(PROBLEM REQUIREMENTS) Copy the rows below word for word, starting at the line that contains "Could you locate the snow covered ground" and stopping after the line that contains "[191,68,224,106]".

--- begin ---

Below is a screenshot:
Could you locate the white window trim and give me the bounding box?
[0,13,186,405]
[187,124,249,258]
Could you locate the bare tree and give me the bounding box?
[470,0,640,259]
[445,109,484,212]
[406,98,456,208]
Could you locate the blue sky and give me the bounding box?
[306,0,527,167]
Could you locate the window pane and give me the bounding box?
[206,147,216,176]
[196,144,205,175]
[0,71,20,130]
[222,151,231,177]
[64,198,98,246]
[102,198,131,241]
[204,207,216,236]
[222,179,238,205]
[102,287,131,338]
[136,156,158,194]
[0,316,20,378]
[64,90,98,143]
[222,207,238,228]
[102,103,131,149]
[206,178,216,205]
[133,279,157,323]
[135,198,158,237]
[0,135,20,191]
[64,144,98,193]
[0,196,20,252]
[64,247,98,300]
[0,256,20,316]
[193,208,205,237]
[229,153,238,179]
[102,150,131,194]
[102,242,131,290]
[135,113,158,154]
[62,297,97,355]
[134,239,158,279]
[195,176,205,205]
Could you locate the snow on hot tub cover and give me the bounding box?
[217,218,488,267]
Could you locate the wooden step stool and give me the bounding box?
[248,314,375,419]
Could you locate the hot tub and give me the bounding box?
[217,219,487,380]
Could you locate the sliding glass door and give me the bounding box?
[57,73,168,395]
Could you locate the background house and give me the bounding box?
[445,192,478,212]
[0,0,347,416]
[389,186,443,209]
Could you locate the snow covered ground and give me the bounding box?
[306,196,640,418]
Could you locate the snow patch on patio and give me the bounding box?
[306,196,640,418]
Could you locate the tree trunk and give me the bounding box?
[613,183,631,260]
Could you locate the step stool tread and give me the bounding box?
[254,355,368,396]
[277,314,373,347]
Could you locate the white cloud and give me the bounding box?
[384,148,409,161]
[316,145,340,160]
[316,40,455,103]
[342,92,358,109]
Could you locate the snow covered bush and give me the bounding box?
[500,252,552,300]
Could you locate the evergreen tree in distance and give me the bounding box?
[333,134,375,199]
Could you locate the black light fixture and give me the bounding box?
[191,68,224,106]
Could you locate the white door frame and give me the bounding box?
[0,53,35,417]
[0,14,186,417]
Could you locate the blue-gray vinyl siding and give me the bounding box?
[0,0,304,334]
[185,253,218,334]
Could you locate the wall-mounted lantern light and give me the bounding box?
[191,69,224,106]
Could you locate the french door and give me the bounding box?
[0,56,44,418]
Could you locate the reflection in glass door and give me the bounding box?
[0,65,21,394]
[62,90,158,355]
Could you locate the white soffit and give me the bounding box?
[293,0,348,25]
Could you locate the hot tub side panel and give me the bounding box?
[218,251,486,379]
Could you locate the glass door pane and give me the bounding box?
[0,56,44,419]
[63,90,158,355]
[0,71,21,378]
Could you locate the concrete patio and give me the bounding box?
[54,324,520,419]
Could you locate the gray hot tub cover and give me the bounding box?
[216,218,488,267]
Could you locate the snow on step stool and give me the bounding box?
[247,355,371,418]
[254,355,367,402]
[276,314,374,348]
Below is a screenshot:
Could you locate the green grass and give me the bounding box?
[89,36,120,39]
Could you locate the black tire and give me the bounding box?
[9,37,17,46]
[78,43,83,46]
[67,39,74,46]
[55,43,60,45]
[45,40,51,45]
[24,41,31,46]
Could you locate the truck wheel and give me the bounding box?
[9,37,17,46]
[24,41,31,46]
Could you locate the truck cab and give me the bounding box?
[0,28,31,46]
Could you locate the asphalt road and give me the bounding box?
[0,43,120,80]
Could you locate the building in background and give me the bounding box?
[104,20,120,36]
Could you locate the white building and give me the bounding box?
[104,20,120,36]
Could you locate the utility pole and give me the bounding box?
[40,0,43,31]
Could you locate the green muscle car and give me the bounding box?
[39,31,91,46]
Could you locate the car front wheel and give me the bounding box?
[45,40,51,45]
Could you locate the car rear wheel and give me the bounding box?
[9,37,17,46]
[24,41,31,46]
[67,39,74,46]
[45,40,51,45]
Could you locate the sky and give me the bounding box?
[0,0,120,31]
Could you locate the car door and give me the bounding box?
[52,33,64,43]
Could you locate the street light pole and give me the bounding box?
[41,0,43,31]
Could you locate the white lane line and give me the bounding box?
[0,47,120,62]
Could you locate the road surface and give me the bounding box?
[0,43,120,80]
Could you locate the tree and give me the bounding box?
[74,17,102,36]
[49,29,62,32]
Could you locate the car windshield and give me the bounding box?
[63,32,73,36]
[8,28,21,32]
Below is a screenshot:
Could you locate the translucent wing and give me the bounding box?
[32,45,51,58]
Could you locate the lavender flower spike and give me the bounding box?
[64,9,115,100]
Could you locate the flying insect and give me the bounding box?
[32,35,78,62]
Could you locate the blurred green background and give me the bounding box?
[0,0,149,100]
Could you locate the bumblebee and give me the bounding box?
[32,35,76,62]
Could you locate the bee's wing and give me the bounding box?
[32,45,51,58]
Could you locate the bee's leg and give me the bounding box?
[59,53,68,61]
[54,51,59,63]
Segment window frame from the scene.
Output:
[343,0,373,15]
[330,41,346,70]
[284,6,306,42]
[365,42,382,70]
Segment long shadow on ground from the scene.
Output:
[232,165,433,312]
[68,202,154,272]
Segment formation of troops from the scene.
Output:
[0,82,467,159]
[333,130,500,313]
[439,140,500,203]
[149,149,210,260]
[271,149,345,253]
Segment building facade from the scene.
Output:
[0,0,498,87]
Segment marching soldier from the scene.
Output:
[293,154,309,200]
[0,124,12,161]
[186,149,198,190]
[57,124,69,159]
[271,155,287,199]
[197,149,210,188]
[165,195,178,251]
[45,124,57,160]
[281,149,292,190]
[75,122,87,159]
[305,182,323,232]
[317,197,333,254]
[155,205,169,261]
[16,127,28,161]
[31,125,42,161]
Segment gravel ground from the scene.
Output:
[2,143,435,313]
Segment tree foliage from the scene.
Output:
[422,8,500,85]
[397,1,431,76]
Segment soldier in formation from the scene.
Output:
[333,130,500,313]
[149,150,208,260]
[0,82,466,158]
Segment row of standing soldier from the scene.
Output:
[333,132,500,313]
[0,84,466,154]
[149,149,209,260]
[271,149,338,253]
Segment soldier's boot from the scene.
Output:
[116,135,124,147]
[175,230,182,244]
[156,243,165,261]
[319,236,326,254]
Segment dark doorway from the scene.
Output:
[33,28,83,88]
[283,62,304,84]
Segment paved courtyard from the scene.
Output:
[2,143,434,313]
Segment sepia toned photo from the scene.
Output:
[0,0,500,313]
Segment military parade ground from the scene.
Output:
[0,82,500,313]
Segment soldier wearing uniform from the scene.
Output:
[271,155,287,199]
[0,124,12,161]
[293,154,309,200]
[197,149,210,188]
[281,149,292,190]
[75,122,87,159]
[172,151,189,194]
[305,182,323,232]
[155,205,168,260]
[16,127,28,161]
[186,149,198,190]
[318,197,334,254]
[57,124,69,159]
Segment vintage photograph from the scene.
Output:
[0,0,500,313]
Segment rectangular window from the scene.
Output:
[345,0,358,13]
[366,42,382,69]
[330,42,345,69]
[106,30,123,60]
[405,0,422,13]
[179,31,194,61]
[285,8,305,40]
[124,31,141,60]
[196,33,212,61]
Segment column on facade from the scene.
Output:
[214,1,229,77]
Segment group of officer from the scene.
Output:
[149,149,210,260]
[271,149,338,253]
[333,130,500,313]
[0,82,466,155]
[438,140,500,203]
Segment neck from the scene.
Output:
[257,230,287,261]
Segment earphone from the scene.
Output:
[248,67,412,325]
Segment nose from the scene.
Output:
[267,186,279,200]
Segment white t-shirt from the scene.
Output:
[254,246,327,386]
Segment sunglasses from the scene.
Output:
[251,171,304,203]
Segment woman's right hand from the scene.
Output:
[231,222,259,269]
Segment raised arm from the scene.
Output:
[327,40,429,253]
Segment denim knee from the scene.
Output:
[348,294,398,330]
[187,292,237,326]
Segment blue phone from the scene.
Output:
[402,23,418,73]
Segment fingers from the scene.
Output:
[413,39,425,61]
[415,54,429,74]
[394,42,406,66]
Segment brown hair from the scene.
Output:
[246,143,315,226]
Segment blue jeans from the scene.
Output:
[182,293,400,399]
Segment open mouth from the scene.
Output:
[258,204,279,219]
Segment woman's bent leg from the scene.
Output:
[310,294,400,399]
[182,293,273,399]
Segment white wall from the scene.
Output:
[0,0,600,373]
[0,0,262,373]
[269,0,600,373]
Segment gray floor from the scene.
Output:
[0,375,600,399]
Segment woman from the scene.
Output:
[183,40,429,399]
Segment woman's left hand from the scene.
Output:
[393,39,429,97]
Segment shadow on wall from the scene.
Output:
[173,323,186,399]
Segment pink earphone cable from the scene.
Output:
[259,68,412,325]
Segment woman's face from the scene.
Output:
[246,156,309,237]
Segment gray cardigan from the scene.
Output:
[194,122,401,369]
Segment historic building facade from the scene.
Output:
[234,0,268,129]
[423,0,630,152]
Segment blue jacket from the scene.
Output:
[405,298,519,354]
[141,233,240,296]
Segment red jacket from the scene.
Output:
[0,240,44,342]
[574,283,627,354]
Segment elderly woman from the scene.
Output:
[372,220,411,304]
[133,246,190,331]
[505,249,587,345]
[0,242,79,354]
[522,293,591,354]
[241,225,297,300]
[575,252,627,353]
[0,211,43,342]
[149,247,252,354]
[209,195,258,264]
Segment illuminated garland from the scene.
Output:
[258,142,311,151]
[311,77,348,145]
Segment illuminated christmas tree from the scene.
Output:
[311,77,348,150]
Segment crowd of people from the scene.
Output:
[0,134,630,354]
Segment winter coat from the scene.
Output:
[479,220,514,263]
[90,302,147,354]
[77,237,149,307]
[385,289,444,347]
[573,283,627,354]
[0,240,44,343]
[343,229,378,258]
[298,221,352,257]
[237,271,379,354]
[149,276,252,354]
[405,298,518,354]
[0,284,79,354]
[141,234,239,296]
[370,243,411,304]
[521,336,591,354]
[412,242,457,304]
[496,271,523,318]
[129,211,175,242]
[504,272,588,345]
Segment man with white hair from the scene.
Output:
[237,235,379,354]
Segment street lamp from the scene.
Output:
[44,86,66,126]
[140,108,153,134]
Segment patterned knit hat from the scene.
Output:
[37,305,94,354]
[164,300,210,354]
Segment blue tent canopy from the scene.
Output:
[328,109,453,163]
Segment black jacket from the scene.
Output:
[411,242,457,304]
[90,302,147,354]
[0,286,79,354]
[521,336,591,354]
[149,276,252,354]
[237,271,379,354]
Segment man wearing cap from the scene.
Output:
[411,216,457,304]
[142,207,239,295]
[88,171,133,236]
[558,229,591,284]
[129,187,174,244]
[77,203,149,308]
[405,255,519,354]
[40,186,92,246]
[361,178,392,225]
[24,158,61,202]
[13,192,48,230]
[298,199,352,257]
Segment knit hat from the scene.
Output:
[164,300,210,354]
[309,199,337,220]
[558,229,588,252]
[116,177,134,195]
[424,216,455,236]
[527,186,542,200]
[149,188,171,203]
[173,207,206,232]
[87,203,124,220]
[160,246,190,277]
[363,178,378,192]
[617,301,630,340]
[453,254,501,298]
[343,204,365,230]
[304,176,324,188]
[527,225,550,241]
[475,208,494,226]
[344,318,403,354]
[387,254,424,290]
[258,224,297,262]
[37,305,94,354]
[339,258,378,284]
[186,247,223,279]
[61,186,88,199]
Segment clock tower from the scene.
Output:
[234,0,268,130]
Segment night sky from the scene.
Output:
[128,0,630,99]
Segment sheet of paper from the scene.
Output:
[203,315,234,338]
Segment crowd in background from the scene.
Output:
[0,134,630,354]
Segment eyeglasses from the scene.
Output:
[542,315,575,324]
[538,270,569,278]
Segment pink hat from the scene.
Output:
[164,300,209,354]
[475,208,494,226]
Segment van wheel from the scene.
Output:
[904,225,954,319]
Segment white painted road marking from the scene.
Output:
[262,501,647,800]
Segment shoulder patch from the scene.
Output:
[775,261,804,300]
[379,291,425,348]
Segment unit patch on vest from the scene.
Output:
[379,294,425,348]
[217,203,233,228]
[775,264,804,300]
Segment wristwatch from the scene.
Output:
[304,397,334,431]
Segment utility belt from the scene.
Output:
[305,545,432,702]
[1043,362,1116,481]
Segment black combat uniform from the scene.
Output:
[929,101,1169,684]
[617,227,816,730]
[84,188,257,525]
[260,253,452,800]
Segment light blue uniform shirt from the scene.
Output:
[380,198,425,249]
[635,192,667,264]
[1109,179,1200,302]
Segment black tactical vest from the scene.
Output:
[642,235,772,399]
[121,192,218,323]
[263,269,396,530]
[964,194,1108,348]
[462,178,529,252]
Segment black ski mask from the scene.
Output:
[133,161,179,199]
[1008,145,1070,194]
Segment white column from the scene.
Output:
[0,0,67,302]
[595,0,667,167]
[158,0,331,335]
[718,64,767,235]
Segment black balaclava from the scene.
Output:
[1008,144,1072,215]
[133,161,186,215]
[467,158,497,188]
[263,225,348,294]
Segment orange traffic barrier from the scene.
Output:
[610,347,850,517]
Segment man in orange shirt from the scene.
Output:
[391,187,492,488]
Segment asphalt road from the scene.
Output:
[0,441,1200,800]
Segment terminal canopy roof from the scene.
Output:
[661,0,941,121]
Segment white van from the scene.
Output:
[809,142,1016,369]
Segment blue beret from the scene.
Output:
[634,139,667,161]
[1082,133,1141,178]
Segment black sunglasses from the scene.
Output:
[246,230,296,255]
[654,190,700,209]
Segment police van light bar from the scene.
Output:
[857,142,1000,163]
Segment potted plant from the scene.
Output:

--- end ---

(EXERCISE ANSWER)
Could you locate the snow covered ground and give me the bounding box?
[306,196,640,418]
Could you locate the snow patch on patio and give me the bounding box?
[306,196,640,418]
Could you locate the tree trunk and give me the bounding box?
[613,183,631,260]
Could you locate the step stool tread and give me the bounding box?
[254,355,368,396]
[277,314,373,347]
Could you locate the white cloud and give me the bounding box?
[384,148,409,161]
[316,145,340,160]
[316,40,455,103]
[342,92,358,109]
Could you locate the snow covered bush and give me the bounding box?
[500,252,552,300]
Could you locate the evergreen tree in distance and give me the bounding box?
[333,134,375,199]
Could you locate the black light fixture and give me the bounding box?
[191,68,224,106]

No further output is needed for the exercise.